• STORED RECORDS
** start **

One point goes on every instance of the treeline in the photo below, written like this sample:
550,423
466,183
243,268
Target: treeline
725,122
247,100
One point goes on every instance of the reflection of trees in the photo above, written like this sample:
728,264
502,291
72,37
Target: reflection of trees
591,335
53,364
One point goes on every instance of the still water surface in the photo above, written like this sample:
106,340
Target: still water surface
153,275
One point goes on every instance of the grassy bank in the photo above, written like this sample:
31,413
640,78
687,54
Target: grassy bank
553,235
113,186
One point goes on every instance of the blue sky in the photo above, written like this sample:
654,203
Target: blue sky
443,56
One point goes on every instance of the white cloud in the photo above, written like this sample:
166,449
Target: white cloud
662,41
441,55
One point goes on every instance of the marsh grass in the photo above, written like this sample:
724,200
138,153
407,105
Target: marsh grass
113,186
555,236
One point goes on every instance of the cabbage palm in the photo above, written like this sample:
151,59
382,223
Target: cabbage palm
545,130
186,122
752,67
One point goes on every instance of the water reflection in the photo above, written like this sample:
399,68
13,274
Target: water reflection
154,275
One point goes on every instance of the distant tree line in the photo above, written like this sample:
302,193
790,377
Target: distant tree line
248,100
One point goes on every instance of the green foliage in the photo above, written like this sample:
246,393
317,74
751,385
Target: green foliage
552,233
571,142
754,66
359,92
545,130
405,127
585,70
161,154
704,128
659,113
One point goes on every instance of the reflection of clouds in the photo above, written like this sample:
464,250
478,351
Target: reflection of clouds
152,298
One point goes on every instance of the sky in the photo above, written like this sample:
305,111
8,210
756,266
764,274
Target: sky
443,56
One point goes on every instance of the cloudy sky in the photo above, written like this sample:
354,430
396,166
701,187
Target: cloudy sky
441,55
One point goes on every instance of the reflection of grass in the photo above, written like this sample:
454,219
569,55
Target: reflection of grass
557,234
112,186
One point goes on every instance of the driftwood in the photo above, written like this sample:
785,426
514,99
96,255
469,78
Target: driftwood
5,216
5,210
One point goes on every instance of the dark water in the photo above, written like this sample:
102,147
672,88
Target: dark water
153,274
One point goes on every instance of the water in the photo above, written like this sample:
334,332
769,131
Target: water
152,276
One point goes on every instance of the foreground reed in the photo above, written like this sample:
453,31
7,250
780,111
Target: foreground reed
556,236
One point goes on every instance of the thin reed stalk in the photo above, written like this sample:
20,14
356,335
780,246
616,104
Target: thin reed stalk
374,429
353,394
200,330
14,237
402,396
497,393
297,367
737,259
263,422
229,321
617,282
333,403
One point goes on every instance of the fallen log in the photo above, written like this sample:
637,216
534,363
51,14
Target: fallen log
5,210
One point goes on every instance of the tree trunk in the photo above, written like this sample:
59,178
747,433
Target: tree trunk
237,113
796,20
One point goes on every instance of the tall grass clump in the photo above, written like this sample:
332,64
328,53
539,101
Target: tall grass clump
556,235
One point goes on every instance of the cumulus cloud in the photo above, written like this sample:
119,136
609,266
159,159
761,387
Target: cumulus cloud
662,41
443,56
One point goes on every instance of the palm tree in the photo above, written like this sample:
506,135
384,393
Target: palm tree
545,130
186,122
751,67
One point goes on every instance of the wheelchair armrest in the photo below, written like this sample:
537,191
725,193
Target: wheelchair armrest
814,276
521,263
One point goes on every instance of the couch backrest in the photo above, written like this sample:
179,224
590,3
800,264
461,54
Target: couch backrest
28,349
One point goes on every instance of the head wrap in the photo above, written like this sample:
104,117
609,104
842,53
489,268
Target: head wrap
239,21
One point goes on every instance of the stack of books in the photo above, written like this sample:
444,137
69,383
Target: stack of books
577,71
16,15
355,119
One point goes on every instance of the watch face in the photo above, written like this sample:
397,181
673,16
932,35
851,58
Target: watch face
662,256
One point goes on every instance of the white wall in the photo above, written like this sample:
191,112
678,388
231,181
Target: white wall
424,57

** end **
** start **

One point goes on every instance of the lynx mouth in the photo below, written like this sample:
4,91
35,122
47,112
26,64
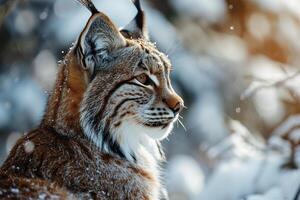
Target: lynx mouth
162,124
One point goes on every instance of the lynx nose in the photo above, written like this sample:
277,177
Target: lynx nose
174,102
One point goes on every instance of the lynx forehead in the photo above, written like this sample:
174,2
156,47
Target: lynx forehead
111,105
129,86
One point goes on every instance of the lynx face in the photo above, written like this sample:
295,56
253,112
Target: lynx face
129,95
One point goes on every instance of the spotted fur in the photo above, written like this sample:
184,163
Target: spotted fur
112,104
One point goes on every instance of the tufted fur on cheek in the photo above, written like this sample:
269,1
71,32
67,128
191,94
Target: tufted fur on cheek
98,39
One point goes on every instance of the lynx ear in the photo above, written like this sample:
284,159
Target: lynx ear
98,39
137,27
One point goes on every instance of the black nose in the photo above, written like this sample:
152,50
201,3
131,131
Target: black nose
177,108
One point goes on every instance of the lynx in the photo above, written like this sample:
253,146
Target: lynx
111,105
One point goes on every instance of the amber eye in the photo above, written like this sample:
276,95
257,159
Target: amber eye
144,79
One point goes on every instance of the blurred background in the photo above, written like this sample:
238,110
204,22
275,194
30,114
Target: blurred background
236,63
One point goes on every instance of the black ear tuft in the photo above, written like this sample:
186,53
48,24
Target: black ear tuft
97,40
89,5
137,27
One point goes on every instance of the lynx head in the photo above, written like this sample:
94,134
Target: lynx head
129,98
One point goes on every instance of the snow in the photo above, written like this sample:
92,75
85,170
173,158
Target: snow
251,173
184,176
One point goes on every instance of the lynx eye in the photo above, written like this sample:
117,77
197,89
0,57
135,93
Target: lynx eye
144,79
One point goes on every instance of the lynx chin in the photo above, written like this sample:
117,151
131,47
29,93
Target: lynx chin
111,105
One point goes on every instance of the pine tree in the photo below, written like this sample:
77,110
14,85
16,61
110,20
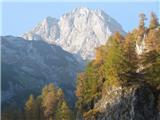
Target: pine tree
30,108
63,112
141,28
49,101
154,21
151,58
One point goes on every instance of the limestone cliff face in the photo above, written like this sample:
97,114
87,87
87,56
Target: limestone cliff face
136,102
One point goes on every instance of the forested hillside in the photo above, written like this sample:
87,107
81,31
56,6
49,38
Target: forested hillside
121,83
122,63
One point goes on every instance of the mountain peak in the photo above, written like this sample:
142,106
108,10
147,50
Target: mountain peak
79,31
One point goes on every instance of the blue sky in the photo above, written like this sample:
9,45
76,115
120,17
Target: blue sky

** end **
** start **

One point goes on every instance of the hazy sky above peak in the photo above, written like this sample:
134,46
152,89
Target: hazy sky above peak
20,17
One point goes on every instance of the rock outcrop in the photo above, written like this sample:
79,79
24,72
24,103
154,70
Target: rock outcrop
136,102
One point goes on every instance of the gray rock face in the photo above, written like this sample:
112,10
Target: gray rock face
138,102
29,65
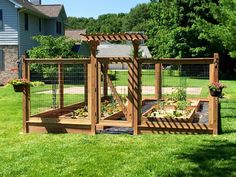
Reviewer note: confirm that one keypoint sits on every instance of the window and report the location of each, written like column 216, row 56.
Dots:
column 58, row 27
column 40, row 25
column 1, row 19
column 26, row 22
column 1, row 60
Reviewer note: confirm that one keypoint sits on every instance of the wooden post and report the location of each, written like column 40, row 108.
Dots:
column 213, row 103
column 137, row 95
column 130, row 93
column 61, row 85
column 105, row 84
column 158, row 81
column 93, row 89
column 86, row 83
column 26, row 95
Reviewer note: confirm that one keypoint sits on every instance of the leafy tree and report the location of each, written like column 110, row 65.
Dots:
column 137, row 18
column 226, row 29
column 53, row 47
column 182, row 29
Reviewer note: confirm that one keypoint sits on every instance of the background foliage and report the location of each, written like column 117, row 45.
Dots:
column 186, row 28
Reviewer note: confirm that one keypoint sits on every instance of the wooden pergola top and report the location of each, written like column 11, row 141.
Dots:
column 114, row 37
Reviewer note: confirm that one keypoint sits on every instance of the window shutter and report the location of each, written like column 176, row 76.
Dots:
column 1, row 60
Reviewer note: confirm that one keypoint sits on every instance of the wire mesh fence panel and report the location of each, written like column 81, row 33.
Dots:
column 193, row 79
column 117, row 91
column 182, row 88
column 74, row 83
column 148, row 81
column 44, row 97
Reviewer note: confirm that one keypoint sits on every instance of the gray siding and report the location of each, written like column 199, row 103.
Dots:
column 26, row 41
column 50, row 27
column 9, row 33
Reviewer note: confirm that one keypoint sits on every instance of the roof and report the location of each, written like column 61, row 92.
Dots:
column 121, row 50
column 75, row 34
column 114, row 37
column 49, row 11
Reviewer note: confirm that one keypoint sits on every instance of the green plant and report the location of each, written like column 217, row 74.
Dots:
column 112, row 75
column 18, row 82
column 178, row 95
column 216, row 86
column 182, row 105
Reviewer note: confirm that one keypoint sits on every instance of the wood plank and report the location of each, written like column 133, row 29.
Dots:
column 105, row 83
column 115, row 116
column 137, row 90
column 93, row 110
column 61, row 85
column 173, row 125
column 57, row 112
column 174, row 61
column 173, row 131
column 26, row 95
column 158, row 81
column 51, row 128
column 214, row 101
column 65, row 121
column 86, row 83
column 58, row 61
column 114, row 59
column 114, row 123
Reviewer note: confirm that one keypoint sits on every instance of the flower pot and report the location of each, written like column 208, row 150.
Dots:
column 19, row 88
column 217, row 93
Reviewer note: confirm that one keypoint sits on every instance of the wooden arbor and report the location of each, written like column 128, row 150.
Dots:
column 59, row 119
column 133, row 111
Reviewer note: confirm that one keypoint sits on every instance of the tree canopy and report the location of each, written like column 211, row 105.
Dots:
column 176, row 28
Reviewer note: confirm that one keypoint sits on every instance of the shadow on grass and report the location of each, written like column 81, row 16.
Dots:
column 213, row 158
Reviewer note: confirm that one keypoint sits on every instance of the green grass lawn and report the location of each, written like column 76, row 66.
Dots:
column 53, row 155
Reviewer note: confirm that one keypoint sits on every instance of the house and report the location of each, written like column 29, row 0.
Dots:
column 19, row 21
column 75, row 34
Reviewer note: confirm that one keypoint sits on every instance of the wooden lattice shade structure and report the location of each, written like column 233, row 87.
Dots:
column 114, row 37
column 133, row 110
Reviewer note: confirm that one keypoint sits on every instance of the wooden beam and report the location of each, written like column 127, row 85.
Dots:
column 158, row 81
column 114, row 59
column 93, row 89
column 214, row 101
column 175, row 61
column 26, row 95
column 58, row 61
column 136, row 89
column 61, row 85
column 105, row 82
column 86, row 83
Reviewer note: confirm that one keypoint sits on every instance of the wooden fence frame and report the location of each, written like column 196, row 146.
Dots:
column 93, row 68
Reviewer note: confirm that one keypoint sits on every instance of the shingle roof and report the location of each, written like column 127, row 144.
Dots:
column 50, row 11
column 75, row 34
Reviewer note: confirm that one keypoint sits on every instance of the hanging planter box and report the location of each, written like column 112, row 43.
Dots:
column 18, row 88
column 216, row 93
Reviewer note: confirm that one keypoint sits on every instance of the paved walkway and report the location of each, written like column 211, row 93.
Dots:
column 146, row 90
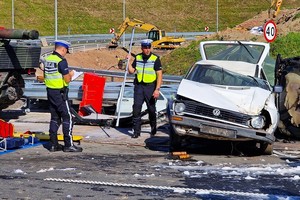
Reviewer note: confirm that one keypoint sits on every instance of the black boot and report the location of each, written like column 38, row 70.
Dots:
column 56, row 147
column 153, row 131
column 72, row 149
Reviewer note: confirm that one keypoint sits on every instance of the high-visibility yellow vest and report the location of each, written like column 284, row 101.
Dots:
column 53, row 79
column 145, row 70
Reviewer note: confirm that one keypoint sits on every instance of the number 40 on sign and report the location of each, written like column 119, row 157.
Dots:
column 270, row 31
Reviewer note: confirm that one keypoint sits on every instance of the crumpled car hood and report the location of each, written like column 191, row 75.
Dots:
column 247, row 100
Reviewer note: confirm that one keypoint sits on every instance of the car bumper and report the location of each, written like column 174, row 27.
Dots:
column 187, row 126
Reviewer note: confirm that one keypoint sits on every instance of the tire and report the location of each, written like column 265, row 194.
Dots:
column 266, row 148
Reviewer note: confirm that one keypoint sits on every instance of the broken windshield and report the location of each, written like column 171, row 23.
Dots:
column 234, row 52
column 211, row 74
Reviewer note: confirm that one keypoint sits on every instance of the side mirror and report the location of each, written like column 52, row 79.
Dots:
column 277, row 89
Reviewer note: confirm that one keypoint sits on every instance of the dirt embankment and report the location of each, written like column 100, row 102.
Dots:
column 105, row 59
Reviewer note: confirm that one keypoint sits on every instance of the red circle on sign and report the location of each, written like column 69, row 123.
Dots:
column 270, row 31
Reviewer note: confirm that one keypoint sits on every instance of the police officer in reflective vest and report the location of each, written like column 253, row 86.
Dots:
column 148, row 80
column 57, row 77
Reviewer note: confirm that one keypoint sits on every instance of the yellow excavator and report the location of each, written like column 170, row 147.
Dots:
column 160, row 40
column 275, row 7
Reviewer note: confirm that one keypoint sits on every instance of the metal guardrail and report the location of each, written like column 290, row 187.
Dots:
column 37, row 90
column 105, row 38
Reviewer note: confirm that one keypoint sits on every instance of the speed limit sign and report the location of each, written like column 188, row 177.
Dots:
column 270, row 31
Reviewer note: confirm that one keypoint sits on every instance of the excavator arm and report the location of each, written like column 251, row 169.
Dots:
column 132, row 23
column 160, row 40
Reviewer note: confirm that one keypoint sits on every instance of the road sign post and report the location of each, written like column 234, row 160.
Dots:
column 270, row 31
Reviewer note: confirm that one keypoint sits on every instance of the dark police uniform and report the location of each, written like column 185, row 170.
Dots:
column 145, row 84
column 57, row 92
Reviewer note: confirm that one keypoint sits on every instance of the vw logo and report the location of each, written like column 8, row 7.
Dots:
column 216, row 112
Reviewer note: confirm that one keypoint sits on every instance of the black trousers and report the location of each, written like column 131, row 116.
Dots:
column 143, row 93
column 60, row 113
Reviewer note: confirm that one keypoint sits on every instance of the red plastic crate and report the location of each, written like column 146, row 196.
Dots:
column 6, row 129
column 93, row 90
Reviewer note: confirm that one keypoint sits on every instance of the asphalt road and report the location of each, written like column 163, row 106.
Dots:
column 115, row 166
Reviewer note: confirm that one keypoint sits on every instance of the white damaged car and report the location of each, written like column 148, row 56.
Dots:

** end **

• BRIEF
List the records as a numbered list, starting with the line containing "127, row 144." and going through the line containing "column 216, row 93". Leave out any blank lines.

• RESULT OF THE TASK
1. Reviewer note: confirm that one keypoint sits on every instance of the shingle roof and report the location of each, written like column 127, row 144.
2. Dots:
3. column 50, row 11
4. column 75, row 34
5. Reviewer note: confirm that one keypoint sits on every instance of the hanging planter box and report the location of each, written like column 112, row 43.
6. Dots:
7. column 18, row 88
8. column 216, row 93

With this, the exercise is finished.